Identify every line in the listing below that contains the string "child", and copy each of those lines. Matches must have the same uppercase and lowercase letters.

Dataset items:
━━━━━━━━━━
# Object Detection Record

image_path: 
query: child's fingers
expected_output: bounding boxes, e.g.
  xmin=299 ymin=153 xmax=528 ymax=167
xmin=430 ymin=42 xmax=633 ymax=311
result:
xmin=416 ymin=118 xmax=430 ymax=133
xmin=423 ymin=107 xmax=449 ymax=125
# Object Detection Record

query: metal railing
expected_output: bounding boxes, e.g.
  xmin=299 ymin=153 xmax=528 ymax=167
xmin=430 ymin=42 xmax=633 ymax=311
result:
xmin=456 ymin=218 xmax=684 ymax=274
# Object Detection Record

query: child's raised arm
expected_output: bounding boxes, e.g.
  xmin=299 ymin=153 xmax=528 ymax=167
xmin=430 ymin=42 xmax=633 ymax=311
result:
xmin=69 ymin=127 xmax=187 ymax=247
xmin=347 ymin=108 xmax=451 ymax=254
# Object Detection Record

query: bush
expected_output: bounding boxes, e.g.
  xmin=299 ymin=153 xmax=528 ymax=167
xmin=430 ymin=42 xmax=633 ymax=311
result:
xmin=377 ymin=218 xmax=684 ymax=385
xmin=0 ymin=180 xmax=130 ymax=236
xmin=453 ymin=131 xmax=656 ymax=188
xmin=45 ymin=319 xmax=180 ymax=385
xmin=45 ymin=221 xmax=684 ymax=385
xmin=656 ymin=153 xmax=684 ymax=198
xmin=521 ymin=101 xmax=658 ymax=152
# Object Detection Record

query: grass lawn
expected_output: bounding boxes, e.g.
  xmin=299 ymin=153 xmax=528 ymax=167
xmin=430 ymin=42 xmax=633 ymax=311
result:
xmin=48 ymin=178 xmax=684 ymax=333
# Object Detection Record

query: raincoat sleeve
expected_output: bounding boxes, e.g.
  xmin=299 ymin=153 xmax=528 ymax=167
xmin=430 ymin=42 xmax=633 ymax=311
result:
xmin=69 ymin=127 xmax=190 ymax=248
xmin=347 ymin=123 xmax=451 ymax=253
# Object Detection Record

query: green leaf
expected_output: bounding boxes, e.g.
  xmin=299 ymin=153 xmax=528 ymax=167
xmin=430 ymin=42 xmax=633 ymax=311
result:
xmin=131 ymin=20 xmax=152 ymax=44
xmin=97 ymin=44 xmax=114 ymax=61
━━━━━━━━━━
**Exercise solution**
query: child's fingers
query: child's raised arm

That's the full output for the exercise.